> **Exercise task**
Transcribe everything in the Barbara Castle article from "Tiger in the" down to "1968 Transport Act.".

> **Extracted text**
********
Tiger in the tank – the story of the first female Secretary of State for Transport

On September 8th more than 350 people took part in the first of the ‘Gender on the Agenda’ events that UTG is sponsoring. A good indicator that this is an issue whose time has come. Meanwhile on October 9th a statue will be unveiled in Blackburn of former local MP, Barbara Castle, on what would have been her 111th birthday. Seems like a good time then to tell the story of Britain’s first female Secretary of State for Transport. Arguably the most significant and dynamic Secretary of State for Transport there has been. And the author of what was the largest piece of non-financial legislation since the war – the 1968 Transport Act.

First the context. In the mid-1960s, Britain was going through a crash transformation, from muddling on with clapped out Victorian transport systems and urban forms, to full on consumer boom modernism. Towns and cities were being rebuilt along clean lines; tower blocks were reaching upwards; and the roads were getting wider.

Government transport policy was a bought-and-paid-for mechanism for encouraging the growth of the motor industry. Terrace houses and steam engines weren’t beloved and desirable as they are now: they were an embarrassment. The car and lorry was in the ascendency (by 1966 the roads were carrying 90% of passenger mileage and 60% of freight ton mileage).
********
Extracted records
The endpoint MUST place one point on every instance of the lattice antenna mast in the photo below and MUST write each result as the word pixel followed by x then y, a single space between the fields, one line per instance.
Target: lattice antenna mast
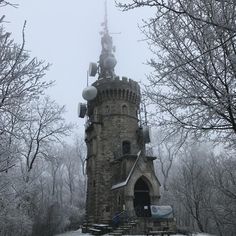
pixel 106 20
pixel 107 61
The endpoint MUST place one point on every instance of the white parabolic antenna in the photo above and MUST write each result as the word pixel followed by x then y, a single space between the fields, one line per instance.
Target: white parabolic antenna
********
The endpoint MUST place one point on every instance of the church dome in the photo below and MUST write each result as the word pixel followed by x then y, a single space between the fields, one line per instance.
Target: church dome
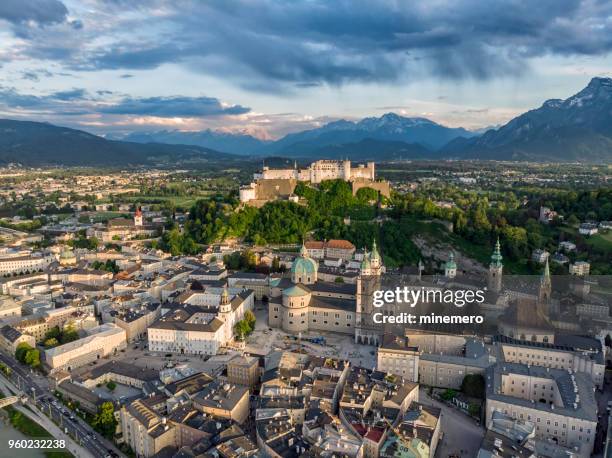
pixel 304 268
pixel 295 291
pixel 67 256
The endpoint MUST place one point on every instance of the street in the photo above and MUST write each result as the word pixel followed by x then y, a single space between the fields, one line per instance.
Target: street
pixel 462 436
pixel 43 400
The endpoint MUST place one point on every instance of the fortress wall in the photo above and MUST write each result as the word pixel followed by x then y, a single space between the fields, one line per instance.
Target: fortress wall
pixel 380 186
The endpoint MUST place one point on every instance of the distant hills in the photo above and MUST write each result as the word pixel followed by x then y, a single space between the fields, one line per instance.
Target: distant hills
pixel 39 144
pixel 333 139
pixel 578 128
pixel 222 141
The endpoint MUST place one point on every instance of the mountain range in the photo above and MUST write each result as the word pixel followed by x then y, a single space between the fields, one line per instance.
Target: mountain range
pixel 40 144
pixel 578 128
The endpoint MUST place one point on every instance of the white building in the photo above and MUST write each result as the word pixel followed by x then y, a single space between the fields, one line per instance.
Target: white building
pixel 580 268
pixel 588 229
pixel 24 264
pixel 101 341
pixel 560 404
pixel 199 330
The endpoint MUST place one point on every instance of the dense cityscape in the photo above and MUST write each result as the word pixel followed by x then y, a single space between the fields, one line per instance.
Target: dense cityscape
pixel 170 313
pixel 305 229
********
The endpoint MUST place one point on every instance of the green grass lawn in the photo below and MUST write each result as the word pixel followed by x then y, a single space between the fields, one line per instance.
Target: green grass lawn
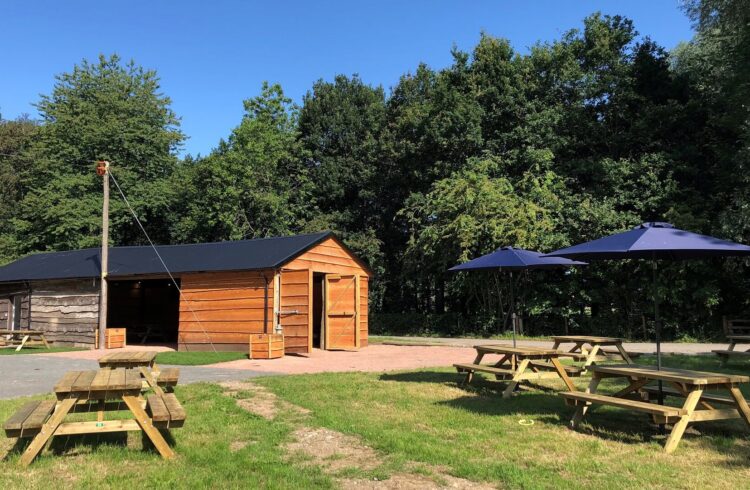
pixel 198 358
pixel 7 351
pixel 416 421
********
> **Written reply**
Tiger in the tank – the story of the first female Secretary of State for Transport

On September 8th more than 350 people took part in the first of the ‘Gender on the Agenda’ events that UTG is sponsoring. A good indicator that this is an issue whose time has come. Meanwhile on October 9th a statue will be unveiled in Blackburn of former local MP, Barbara Castle, on what would have been her 111th birthday. Seems like a good time then to tell the story of Britain’s first female Secretary of State for Transport. Arguably the most significant and dynamic Secretary of State for Transport there has been. And the author of what was the largest piece of non-financial legislation since the war – the 1968 Transport Act.